§ **Attività da svolgere**
Riporti integralmente, parola per parola, il testo sull'arrivo in autobus nella capitale cambogiana.

Come previsto, poco dopo che l’autobus è partito, un signore ha ritirato i passaporti e raccolto il denaro necessario per il visto, ricordando a tutti i passeggeri che si sarebbe occupato lui di ogni formalità e che bisognava solo attendere. E così effettivamente è stato: giunta alla frontiera, in meno di un’ora, sul mio passaporto avevo due nuovi timbri, uno di uscita ed uno di entrata!  

Sono arrivata nella capitale cambogiana in tarda mattinata. Non potevo farcela a raggiungere l’ostello a piedi, con lo zaino sulle spalle che ormai si era fatto pesante. Ho deciso quindi di affidarmi ad uno dei tanti tuc tuc parcheggiati proprio dove l’autobus si era fermato, non in una stazione, ma praticamente in mezzo alla strada, in una zona tra l’altro neanche troppo centrale.

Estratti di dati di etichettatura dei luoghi
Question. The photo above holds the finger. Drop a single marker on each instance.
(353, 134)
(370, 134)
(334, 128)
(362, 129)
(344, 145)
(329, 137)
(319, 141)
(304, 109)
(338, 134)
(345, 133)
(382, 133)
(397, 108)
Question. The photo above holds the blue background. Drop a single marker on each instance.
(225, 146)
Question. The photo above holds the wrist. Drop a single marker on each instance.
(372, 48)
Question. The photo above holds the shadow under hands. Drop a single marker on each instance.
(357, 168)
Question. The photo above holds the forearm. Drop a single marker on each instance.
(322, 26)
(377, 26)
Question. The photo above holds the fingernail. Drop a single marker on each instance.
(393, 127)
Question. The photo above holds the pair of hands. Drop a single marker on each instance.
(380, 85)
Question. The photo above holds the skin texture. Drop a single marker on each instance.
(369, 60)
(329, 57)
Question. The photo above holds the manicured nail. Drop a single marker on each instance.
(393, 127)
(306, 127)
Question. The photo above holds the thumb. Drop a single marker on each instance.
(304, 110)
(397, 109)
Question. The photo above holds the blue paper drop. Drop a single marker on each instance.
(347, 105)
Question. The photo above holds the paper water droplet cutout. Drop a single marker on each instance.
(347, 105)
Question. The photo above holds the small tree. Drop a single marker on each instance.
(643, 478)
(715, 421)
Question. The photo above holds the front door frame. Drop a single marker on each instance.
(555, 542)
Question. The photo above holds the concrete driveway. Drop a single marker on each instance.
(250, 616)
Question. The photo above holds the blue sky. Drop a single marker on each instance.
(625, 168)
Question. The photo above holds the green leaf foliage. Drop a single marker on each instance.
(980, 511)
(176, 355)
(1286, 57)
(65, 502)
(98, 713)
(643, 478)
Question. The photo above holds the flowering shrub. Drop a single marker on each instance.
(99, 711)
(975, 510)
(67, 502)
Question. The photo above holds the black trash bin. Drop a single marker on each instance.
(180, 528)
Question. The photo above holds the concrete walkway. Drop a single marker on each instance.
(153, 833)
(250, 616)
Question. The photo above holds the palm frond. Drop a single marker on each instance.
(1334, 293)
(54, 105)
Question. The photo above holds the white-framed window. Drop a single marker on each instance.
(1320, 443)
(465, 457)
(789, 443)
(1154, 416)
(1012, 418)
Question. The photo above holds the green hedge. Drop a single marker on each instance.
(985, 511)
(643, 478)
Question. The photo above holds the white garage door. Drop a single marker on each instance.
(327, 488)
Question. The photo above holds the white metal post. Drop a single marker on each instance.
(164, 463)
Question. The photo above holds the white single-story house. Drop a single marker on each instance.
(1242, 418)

§ **Soluzione**
Come previsto, poco dopo che l’autobus è partito, un signore ha ritirato i passaporti e raccolto il denaro necessario per il visto, ricordando a tutti i passeggeri che si sarebbe occupato lui di ogni formalità e che bisognava solo attendere. E così effettivamente è stato: giunta alla frontiera, in meno di un’ora, sul mio passaporto avevo due nuovi timbri, uno di uscita ed uno di entrata!  

Sono arrivata nella capitale cambogiana in tarda mattinata. Non potevo farcela a raggiungere l’ostello a piedi, con lo zaino sulle spalle che ormai si era fatto pesante. Ho deciso quindi di affidarmi ad uno dei tanti tuc tuc parcheggiati proprio dove l’autobus si era fermato, non in una stazione, ma praticamente in mezzo alla strada, in una zona tra l’altro neanche troppo centrale.